PROBLEM DETAILS |
Reproduce the items from the line with "Query: aircraft wing" to the line with "(1165, 267)", changing "bush" to "hedge" and leaving everything else as it stands.

MATERIAL FOR THIS EXERCISE |
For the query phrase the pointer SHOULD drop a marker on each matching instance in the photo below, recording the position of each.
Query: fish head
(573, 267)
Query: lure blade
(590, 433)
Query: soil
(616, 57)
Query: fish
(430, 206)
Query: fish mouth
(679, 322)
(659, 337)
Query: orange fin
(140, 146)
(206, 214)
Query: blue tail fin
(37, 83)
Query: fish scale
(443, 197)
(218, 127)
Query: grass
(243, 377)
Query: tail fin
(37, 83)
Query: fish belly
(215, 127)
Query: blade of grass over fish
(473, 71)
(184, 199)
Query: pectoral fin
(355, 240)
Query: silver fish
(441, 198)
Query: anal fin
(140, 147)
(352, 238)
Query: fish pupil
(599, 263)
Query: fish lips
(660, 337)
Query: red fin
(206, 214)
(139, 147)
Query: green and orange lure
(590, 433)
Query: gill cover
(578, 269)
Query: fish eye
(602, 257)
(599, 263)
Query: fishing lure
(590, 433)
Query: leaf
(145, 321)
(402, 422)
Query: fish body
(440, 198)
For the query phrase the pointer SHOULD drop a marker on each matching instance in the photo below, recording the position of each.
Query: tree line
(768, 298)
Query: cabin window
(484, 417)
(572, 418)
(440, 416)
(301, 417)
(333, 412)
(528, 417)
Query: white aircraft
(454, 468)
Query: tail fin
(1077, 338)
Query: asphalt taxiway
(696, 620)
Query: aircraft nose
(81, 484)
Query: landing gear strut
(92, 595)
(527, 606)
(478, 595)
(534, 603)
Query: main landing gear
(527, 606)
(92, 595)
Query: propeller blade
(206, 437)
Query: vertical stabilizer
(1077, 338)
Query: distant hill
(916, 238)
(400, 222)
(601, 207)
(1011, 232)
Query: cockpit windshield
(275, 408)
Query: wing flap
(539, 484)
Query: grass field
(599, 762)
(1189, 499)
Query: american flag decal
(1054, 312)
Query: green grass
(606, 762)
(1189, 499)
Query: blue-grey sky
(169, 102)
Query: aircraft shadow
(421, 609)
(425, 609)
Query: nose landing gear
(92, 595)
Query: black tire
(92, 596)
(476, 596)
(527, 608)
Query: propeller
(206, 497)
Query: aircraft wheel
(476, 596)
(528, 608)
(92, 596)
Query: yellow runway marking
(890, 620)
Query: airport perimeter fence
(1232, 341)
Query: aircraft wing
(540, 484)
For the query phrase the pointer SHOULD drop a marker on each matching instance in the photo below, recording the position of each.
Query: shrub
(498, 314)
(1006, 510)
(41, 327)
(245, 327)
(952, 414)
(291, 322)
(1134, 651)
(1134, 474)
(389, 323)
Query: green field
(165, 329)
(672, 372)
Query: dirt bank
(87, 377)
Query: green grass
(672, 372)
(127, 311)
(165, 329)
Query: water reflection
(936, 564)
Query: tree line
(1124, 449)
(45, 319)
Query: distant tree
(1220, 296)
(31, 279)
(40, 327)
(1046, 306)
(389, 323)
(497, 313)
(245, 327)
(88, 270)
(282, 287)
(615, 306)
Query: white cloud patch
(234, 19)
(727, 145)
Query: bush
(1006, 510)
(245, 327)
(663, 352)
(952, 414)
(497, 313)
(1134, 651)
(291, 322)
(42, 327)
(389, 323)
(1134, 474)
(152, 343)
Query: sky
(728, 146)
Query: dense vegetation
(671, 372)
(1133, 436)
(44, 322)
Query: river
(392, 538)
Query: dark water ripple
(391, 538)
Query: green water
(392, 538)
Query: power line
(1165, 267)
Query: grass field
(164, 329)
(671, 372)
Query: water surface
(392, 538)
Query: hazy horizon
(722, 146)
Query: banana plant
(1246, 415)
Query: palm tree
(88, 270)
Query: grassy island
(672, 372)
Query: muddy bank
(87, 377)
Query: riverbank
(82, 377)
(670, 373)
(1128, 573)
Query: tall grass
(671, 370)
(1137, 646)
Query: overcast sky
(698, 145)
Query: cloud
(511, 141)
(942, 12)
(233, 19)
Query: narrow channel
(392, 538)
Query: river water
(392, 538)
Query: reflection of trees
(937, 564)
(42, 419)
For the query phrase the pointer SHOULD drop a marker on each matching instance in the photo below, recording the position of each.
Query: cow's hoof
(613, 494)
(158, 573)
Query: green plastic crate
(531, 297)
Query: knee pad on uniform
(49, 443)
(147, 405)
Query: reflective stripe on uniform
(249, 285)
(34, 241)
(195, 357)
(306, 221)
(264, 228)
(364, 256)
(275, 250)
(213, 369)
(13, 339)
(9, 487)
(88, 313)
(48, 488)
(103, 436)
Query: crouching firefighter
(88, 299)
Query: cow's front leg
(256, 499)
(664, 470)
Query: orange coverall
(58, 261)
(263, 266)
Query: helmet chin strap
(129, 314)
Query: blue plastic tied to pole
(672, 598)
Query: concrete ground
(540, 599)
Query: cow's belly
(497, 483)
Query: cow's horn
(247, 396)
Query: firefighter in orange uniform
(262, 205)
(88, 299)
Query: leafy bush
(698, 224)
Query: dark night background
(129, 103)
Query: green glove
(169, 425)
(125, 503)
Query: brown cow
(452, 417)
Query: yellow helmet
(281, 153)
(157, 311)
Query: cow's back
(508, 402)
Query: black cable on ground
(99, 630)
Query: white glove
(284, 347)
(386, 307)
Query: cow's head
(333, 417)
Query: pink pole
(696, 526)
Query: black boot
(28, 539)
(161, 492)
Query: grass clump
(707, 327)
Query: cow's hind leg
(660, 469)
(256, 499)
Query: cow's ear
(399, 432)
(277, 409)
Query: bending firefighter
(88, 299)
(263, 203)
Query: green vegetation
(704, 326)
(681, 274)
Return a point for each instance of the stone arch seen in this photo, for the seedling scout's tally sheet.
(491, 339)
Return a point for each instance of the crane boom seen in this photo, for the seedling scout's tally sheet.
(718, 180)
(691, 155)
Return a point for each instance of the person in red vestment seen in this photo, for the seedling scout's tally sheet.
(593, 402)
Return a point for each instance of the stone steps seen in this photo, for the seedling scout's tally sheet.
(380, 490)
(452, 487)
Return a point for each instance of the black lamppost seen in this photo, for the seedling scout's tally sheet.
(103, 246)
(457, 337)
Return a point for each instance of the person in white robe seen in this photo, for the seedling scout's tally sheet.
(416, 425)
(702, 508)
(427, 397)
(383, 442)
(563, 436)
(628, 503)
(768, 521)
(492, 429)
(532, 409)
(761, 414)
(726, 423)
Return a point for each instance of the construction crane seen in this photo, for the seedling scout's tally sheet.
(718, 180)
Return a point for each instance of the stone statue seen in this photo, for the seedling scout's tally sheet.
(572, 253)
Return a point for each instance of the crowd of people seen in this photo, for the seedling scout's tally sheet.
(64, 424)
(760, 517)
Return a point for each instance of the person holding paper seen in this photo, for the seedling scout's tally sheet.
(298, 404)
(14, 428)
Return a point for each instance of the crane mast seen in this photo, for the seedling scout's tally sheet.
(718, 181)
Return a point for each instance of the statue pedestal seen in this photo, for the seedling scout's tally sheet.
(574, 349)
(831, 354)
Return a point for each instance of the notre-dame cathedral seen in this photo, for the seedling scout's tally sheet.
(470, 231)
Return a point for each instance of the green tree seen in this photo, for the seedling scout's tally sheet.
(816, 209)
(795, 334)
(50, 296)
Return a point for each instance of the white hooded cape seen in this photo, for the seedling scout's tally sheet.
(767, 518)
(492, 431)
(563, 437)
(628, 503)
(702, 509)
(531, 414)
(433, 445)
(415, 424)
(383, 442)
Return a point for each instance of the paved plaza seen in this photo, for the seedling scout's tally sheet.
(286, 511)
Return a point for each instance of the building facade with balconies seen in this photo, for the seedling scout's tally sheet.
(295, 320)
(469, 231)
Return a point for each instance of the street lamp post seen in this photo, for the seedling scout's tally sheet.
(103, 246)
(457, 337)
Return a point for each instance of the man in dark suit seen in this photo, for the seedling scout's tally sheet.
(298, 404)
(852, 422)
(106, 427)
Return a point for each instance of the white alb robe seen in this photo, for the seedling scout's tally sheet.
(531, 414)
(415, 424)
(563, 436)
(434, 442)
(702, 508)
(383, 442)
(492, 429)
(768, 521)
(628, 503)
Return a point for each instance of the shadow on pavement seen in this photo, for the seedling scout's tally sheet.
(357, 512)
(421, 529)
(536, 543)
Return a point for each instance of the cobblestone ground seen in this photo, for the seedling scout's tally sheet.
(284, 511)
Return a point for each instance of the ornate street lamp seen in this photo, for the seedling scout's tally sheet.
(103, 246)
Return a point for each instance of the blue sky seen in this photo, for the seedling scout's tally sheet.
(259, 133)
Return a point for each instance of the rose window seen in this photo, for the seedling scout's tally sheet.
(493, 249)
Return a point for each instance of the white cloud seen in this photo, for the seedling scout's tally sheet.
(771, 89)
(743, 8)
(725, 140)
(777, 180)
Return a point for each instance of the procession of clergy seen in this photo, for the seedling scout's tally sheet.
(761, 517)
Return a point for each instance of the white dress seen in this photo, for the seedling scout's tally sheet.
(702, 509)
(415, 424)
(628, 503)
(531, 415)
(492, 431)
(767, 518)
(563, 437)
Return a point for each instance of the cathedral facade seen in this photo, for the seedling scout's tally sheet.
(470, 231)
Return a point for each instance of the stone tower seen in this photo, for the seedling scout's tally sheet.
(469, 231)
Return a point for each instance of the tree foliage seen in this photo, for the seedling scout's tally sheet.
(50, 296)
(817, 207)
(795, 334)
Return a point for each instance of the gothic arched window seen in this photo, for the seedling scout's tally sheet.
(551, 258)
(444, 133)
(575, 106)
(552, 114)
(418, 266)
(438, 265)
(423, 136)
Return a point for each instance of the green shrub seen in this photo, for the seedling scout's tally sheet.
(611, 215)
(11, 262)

REPLY TO THE TASK |
Query: aircraft wing
(540, 484)
For the query phrase the pointer SHOULD drop a marker on each matching instance in the photo below, recording the position of each.
Query: shrub
(498, 314)
(1006, 510)
(41, 327)
(245, 327)
(952, 414)
(291, 322)
(1134, 651)
(1134, 474)
(389, 323)
Query: green field
(165, 329)
(672, 372)
Query: dirt bank
(87, 377)
Query: green grass
(672, 372)
(127, 311)
(165, 329)
Query: water reflection
(936, 564)
Query: tree line
(1124, 449)
(45, 319)
Query: distant tree
(1220, 296)
(31, 279)
(40, 327)
(1046, 306)
(389, 323)
(497, 313)
(245, 327)
(88, 270)
(282, 287)
(615, 306)
Query: white cloud patch
(234, 19)
(727, 145)
Query: hedge
(1006, 510)
(245, 327)
(663, 352)
(952, 414)
(497, 313)
(1134, 651)
(291, 322)
(42, 327)
(389, 323)
(1134, 474)
(152, 343)
Query: sky
(728, 146)
Query: dense vegetation
(671, 372)
(1133, 436)
(44, 322)
Query: river
(392, 538)
Query: dark water ripple
(391, 538)
Query: green water
(392, 538)
Query: power line
(1165, 267)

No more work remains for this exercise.